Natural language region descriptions
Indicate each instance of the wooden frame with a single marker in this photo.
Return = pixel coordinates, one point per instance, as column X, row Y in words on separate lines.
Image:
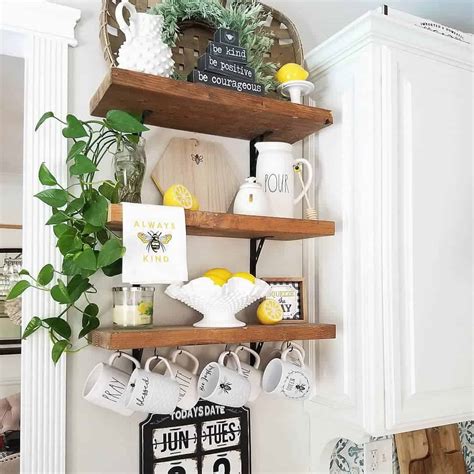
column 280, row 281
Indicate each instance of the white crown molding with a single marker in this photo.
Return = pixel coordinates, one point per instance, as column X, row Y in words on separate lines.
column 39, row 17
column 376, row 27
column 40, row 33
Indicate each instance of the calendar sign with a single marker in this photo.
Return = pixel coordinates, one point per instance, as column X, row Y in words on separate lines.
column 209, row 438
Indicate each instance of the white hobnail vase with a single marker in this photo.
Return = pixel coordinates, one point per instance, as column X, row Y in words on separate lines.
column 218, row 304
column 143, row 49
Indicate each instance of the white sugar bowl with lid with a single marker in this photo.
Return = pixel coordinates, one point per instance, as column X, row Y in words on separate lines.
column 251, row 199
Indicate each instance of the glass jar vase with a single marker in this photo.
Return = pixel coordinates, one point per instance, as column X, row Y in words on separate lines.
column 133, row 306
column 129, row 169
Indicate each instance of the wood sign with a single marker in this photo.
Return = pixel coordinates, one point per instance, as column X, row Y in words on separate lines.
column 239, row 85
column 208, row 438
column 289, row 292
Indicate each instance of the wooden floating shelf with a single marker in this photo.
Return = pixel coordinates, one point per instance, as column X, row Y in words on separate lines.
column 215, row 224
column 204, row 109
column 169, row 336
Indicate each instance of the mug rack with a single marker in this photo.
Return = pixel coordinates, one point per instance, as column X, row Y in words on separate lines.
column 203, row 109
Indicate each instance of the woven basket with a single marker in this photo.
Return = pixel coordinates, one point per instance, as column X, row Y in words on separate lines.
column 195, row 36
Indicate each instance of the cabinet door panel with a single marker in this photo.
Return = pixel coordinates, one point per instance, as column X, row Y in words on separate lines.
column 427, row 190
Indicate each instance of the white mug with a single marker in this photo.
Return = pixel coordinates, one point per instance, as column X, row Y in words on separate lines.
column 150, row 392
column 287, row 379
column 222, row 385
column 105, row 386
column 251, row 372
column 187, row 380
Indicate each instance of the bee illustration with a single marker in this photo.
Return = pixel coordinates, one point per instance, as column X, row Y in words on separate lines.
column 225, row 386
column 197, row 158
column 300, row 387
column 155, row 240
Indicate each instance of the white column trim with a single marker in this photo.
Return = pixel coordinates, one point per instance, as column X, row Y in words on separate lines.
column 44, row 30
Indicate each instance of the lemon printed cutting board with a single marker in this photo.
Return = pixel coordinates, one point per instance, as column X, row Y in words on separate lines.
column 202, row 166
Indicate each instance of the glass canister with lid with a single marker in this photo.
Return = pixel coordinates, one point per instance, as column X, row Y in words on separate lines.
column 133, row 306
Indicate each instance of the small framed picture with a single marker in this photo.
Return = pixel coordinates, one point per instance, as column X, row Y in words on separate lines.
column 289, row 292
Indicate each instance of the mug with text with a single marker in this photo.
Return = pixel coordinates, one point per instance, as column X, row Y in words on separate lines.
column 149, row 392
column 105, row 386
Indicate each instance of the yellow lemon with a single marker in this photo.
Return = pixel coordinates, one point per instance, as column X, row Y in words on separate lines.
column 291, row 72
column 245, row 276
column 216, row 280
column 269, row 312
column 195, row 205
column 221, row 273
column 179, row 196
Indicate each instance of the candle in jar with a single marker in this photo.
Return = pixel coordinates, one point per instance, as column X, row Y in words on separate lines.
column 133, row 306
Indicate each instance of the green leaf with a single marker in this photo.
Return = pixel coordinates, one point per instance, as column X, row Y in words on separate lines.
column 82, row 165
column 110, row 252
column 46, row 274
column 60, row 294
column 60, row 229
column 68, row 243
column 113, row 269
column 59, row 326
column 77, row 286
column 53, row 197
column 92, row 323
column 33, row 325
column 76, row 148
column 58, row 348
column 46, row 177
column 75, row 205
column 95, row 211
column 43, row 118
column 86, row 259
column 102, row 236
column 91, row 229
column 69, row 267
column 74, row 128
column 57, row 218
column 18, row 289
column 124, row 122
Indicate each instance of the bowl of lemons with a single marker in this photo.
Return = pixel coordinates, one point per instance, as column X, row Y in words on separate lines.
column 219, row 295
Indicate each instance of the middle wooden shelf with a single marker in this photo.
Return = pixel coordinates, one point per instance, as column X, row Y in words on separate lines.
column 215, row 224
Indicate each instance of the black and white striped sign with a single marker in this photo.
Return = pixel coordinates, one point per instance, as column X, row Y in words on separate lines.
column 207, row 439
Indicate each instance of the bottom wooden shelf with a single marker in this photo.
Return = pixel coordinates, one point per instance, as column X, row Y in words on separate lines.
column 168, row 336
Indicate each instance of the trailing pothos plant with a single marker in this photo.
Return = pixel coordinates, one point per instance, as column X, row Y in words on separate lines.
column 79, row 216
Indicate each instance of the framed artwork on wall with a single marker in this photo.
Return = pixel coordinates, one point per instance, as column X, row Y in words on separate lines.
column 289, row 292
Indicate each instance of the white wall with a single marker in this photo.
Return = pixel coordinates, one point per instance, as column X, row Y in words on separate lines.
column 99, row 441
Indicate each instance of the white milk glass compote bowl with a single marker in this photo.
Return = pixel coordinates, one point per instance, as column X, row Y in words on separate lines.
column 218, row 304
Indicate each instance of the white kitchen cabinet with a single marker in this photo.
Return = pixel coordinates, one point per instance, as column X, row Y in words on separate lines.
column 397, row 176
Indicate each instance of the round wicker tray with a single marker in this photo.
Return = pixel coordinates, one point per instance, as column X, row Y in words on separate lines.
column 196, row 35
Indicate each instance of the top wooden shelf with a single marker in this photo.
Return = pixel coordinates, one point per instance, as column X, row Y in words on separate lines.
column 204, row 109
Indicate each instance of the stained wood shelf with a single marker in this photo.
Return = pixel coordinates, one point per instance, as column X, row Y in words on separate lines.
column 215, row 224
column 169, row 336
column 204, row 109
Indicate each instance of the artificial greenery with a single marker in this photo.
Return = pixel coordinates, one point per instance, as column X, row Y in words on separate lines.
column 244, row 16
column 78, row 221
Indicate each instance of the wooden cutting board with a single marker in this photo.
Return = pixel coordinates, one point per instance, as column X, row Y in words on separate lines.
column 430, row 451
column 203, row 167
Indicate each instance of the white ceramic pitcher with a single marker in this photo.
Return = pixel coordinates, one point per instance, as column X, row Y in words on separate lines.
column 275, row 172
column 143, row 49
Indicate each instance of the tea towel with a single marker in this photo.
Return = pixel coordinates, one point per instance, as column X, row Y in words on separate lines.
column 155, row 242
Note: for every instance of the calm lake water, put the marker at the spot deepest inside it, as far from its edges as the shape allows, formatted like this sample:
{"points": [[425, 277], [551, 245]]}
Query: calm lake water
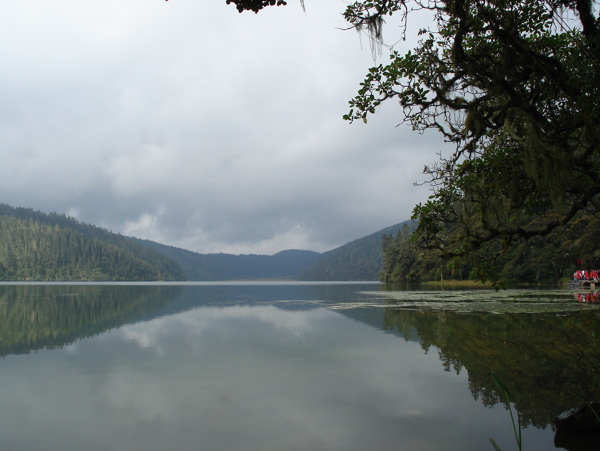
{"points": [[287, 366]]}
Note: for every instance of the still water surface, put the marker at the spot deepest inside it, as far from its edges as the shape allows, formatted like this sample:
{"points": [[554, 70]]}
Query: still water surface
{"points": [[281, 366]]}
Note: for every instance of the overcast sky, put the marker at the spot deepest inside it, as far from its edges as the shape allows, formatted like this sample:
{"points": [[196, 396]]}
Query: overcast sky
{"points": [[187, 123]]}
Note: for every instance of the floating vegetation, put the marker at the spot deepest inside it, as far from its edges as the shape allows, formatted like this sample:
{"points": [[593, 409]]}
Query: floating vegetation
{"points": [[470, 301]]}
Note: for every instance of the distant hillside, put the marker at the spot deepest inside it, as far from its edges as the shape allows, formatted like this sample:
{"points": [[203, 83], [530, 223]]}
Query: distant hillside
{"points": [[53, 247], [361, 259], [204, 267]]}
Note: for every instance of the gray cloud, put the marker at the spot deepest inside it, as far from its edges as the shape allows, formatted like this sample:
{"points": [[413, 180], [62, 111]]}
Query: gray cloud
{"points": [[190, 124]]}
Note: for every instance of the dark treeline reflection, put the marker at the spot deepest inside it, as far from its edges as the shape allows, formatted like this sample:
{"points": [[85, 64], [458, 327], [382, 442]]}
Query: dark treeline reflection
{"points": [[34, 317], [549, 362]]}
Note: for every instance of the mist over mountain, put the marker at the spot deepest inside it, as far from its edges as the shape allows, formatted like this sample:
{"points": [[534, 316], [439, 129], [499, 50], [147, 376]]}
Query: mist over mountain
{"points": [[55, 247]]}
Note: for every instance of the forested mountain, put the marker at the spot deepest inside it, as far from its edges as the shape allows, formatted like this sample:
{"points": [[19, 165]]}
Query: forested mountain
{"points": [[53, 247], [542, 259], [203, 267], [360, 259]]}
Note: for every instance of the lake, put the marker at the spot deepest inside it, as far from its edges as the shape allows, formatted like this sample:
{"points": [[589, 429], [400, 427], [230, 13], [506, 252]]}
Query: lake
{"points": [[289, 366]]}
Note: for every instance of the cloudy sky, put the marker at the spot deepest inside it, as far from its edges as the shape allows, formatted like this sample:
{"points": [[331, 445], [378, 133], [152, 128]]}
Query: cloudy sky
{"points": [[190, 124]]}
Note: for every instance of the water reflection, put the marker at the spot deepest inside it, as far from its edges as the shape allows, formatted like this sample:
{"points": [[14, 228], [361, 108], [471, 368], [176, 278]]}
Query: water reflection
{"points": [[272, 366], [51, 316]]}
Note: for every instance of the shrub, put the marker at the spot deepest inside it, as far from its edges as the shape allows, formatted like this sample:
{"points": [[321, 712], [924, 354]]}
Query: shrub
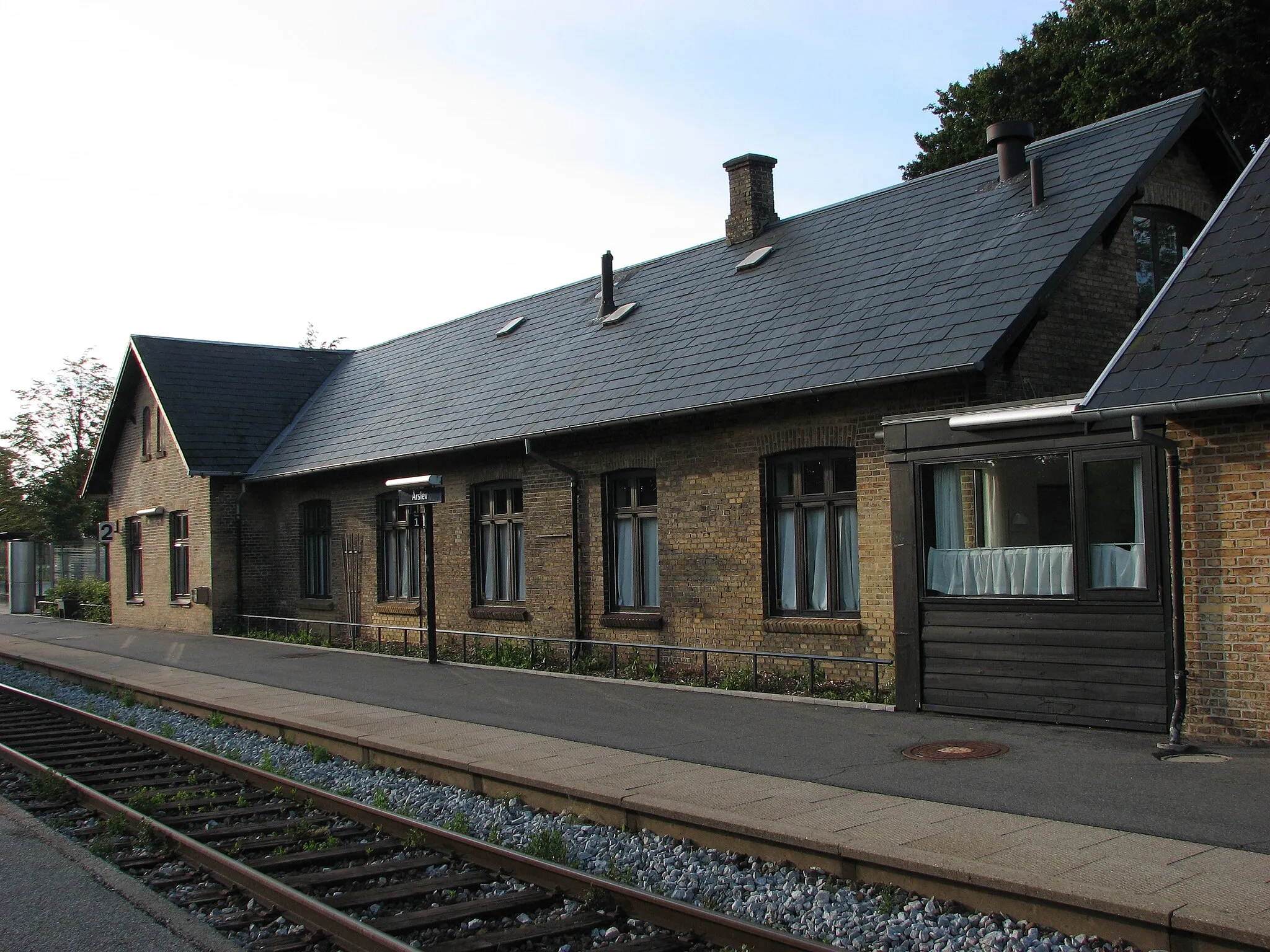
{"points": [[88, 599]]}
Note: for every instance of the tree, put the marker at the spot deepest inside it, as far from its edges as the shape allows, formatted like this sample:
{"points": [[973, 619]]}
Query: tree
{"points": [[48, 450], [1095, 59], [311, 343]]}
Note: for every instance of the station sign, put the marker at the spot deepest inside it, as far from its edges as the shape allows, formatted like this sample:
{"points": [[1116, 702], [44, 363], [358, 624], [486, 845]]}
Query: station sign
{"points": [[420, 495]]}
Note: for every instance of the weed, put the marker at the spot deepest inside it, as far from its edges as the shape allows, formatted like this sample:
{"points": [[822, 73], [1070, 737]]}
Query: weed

Work item: Pictures are to be left out, and the lines from the beginning of the records through the line with "Indicate each instance of the woven" are to be printed exactly, with nothing added.

Answer to this exercise:
Indicate each instance of the wooden frame with a single marker in this photo.
Return = pixel coordinates, one point per instance, as column X, row Y in words on separate lines.
Image:
column 280, row 281
Indicate each instance of the white crown molding with a single marker in this photo.
Return = pixel coordinates, one point per instance, as column X, row Y in words on separate lines.
column 39, row 17
column 376, row 27
column 40, row 33
Indicate each instance of the calendar sign with a single marker in this photo.
Return = pixel coordinates, one point per instance, as column X, row Y in words on separate lines.
column 209, row 438
Indicate each instance of the white hobnail vase with a single marker in this photo.
Return = pixel coordinates, one point per instance, as column X, row Y in words on separate lines.
column 218, row 304
column 143, row 49
Indicate each instance of the white sugar bowl with lid with a single marker in this photo.
Return = pixel coordinates, one point per instance, as column X, row Y in words on separate lines.
column 251, row 199
Indicate each instance of the glass jar vase with a single marker in this photo.
Return = pixel coordinates, one point per instance, as column X, row Y in words on separate lines.
column 133, row 306
column 129, row 169
Indicate each instance of the wood sign with a single marker in this photo.
Return = pixel coordinates, one point per instance, as column X, row Y in words on separate lines.
column 239, row 85
column 208, row 438
column 289, row 292
Indicate each instance of the wooden floating shelf with a single marker in this photo.
Return = pixel coordinates, one point per instance, as column X, row Y in words on separate lines.
column 215, row 224
column 204, row 109
column 169, row 336
Indicate each instance of the mug rack with a single marker in this photo.
Return = pixel coordinates, one point per instance, as column X, row Y in words on separate lines.
column 203, row 109
Indicate each instance of the woven basket with a single marker in this photo.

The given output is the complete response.